Dataset entries:

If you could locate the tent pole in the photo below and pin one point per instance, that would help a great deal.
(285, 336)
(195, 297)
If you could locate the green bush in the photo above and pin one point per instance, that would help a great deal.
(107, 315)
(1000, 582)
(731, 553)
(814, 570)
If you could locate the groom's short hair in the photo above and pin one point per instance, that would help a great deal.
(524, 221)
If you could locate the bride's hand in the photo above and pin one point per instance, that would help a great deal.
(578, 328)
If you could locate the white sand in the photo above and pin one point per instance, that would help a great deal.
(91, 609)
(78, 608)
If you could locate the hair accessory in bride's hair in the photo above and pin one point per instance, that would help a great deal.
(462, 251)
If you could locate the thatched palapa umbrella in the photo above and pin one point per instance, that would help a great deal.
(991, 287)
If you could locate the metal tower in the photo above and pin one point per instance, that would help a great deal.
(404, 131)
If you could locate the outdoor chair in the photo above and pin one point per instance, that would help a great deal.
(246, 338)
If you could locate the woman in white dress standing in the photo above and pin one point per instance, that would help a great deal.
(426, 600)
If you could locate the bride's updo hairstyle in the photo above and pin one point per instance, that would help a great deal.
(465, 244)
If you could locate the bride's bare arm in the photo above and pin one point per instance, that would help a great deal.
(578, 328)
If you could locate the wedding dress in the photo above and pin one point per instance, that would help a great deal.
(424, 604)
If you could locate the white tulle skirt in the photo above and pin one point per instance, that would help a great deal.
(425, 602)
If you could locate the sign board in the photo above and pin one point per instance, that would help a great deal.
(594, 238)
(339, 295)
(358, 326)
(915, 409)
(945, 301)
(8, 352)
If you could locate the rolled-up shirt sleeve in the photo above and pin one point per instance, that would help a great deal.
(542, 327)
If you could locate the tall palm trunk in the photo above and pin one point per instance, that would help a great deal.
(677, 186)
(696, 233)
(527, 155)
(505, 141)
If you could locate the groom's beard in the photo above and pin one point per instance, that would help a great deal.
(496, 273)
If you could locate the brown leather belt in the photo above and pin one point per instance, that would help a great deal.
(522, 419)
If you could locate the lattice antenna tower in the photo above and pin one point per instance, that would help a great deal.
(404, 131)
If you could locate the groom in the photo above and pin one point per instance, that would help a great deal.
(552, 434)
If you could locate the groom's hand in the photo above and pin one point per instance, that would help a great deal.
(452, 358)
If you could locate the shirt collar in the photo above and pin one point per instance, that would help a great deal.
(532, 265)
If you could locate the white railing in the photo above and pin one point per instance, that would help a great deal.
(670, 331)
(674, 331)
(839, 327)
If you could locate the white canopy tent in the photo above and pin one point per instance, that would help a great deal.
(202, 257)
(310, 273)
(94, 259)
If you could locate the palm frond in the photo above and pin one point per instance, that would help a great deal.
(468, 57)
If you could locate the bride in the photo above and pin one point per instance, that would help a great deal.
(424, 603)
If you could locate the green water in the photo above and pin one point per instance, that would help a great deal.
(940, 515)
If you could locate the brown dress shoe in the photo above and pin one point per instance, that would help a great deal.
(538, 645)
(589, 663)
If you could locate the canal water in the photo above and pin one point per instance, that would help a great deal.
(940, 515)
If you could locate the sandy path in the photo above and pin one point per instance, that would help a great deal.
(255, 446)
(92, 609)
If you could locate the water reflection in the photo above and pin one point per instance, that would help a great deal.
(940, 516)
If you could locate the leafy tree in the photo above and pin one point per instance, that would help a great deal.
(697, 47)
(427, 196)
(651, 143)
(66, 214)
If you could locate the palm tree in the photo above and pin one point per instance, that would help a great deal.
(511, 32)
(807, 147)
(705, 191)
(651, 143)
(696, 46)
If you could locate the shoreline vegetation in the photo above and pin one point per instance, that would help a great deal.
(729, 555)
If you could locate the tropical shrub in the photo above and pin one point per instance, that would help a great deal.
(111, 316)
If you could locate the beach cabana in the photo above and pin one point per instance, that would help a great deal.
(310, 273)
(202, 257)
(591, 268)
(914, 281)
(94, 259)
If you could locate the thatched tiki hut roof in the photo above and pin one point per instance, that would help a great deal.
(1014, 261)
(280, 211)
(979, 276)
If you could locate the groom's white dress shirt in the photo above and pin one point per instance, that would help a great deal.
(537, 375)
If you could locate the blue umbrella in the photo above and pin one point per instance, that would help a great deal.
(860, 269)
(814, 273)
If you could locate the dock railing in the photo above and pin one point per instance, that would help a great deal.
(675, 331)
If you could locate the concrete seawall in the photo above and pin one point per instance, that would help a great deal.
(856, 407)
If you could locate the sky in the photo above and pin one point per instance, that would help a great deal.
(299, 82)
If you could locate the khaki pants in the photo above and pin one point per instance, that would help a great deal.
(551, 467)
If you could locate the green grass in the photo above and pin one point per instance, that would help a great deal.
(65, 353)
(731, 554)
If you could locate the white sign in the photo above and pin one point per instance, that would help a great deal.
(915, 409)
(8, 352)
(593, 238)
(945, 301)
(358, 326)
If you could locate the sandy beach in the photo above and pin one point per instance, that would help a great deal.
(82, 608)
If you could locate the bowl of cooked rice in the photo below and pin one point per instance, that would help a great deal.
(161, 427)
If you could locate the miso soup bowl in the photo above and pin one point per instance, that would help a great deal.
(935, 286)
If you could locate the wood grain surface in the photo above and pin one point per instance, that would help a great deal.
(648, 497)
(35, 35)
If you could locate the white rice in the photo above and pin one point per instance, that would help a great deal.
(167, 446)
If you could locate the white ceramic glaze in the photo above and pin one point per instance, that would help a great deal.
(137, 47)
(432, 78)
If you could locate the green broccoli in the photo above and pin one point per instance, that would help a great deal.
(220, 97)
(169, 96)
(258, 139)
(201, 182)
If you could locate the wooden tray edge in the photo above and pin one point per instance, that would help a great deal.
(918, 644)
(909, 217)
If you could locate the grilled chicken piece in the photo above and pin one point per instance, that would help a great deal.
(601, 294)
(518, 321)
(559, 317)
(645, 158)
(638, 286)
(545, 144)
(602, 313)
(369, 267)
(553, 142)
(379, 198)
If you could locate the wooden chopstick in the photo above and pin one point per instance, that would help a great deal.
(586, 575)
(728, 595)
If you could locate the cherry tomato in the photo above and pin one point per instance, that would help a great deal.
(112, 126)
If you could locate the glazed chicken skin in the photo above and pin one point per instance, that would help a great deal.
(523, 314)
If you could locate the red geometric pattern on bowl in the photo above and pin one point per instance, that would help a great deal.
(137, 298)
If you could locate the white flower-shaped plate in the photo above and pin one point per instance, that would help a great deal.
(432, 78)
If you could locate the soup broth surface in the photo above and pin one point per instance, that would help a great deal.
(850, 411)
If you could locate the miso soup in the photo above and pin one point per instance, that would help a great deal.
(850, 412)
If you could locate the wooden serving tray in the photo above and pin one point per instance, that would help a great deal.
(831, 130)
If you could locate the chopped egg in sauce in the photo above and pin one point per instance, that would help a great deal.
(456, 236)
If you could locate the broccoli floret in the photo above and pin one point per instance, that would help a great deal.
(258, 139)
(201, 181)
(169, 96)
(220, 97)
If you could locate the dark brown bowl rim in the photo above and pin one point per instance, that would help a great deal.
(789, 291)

• **The task**:
The data above must be reproduced in full, exactly as given.

• **Exercise answer**:
If you could locate the tent pole in the photo below and pin one point per instance, that would help a great deal.
(285, 336)
(195, 297)
If you could locate the green bush in the photo above and pin one point per instance, that would help a great deal.
(107, 315)
(1000, 582)
(731, 553)
(814, 570)
If you could locate the groom's short hair in the photo above and pin one point per instance, that would help a great deal.
(524, 221)
If you could locate the bride's hand in the photo above and pin one point per instance, that would help a great deal.
(578, 328)
If you could locate the white sand in the photo above and pin one point per instance, that would help a great deal.
(91, 609)
(78, 608)
If you could locate the hair accessory in bride's hair in the photo above and pin one point per instance, that would help a great deal.
(462, 251)
If you could locate the thatched palapa umbrella in the photo above and pin one point per instance, that would help a great deal.
(991, 287)
If you could locate the metal tower in the photo above and pin one point per instance, that would help a great deal.
(404, 131)
If you could locate the outdoor chair in the photo above and pin one point per instance, that would help a great deal.
(246, 338)
If you could locate the woman in white dress standing in the photo above and pin one point per instance, that would help a great deal.
(426, 600)
If you could locate the bride's updo hairstyle in the photo above and pin one point per instance, that would help a great deal.
(465, 244)
If you could locate the bride's bare arm in the photo above and pin one point per instance, that would help a great deal.
(578, 328)
If you could locate the wedding dress in the photo above and pin one point per instance, that would help a great deal.
(424, 604)
If you could locate the white tulle skirt in the photo above and pin one point per instance, that would help a great deal.
(425, 602)
If you could locate the sign board in the photo above and pin one point per instance, that would help a great deal.
(594, 238)
(339, 295)
(358, 326)
(915, 409)
(945, 301)
(8, 352)
If you could locate the rolled-up shirt sleeve in the photo above and pin one point per instance, that would help a great deal.
(542, 327)
If you could locate the tall palm trunk in the photo above and pin one point per instance, that would help a great deal.
(677, 186)
(696, 233)
(527, 155)
(505, 141)
If you could locate the groom's beard in the photo above and pin one point per instance, that would help a great deal.
(496, 273)
If you could locate the brown leather belt in the photo above and pin one point per instance, that would help a great deal.
(522, 419)
If you could locate the lattice antenna tower in the photo above and pin one point per instance, that would help a great deal.
(404, 131)
If you could locate the groom in the photo above and pin one point per instance, that would help a great deal.
(552, 434)
If you could locate the groom's hand in the photo above and pin one point per instance, that would help a great deal.
(452, 358)
If you could locate the shirt collar in the photo above and pin one point per instance, that would help a great deal.
(532, 265)
If you could locate the white railing in the photo above and pin one point per instance, that would help a great deal.
(670, 331)
(674, 331)
(839, 327)
If you could locate the white canopy tent in the photo above and pin one point per instance, that would help a great deal.
(202, 257)
(310, 273)
(94, 259)
If you could locate the palm frond in the photo above and pin one point per instance, that would help a great deal.
(468, 57)
If you could locate the bride in the photo above and pin one point per instance, that would help a great deal.
(424, 603)
If you could locate the green water in the photo above and pin one point per instance, that would help a great deal.
(940, 515)
If you could locate the brown dress shoe in the photo above and pin one point per instance, that would help a great deal.
(538, 645)
(589, 663)
If you could locate the canal water in the photo above and pin one point per instance, that would help a great deal.
(940, 515)
If you could locate the sandy path in the photo above and pin one point per instance, that would help a great deal.
(255, 446)
(92, 609)
If you could locate the water reflection in the photo above and pin one point per instance, that would help a great deal.
(940, 516)
If you could locate the leafy tree in the photo above and pin one point per instance, that would help a great deal.
(697, 47)
(427, 196)
(651, 143)
(66, 214)
If you could locate the palm tree in the photo above and pin one point per instance, that would help a great deal.
(511, 32)
(807, 147)
(705, 191)
(651, 143)
(696, 46)
If you could locate the shoreline vegetation in the photo above and pin one point per instance, that would help a great deal.
(729, 555)
If you could locate the tropical shrub in the photo above and pin one point per instance, that would help a great deal.
(111, 316)
If you could locate the beach cabana in the photo above and pin one point per instance, that would help a great deal.
(310, 273)
(202, 257)
(591, 268)
(914, 281)
(94, 259)
If you could locate the thatched tiki hut roof in the photo above and pin one point per instance, that would help a great deal.
(1014, 261)
(280, 211)
(979, 276)
If you could locate the groom's white dress shirt in the photo above and pin one point per instance, that would help a great deal.
(537, 375)
If you could locate the blue umbrella in the photo above and pin one point per instance, that would help a great deal.
(860, 269)
(814, 273)
If you could locate the dock railing in the photo above and pin one point per instance, that would help a great deal.
(675, 331)
If you could locate the concrete seawall in the photo above and pin one point per instance, that would help a great deal.
(856, 407)
If you could locate the sky in the photo above and pin one point per instance, that would help a great deal.
(299, 82)
If you could locate the khaki pants in the photo above and pin one point per instance, that would help a great deal.
(551, 467)
If you could locate the green grass in the photo above and pin one point per instance, that would help a great deal.
(65, 353)
(731, 554)
If you could locate the white sign in the photo above and pin one point per instance, that would help a great deal.
(915, 409)
(8, 352)
(593, 238)
(945, 301)
(358, 326)
If you could locate the sandy beach in the photo above and pin one point per instance, that would help a great deal.
(82, 608)
If you could locate the bowl of cooked rice in the photo below and pin one point per instance, that would help a great deal.
(161, 427)
If you could locate the miso soup bowl in the photo above and pin one point per instance, that would help a great deal.
(935, 286)
If you could locate the wood grain surface in the photo above and pin one point per instance, that would help a great deal.
(648, 497)
(35, 35)
If you could locate the white rice in the photo above and pin one point per instance, that would help a great deal.
(167, 446)
If you could locate the white ceramic glaze in the photo above and pin one point per instance, that would help a great deal.
(137, 47)
(432, 78)
If you could locate the green broccoli in the photo above and pin one point per instance, that would help a great deal.
(220, 97)
(169, 96)
(258, 139)
(201, 182)
If you could locate the wooden tray edge in the photo above and pin one point per instance, that would help a great deal.
(918, 644)
(909, 217)
If you could locate the grilled chicken piece in the photo above and pin one point per instance, that would help a great deal.
(601, 294)
(518, 321)
(559, 317)
(645, 158)
(638, 286)
(545, 144)
(602, 313)
(369, 267)
(553, 142)
(379, 198)
If you could locate the wooden chopstick in the photo above and pin one point per instance, that would help a great deal.
(586, 575)
(728, 595)
If you could locate the cherry tomato in the photo above and pin one point per instance, that would help a great deal.
(112, 126)
If you could locate the glazed chicken skin in the photo above and pin one point per instance, that would help a great deal.
(523, 314)
If you could locate the red geometric pattern on bowl in the photo above and pin one point per instance, that would help a great deal.
(137, 298)
If you could locate the white flower-shaped plate in the photo above and pin one point per instance, that would help a great deal.
(432, 78)
If you could locate the soup broth surface in the photo above and pin one point per instance, that would help a great deal.
(850, 411)
If you could locate the miso soup in the photo above and pin one point per instance, that would help a great deal.
(850, 412)
If you could locate the wooden serving tray in the photo above and pin one point per instance, that would help a great deal.
(831, 130)
If you could locate the chopped egg in sauce in the photo above and pin one point per instance, that would help a great deal.
(456, 236)
If you could locate the broccoli floret in the photo above and pin one point per instance, that would help a great deal.
(258, 139)
(201, 181)
(169, 96)
(220, 97)
If you could locate the dark brown bowl rim in the photo above and pin one point per instance, that would help a great deal.
(789, 291)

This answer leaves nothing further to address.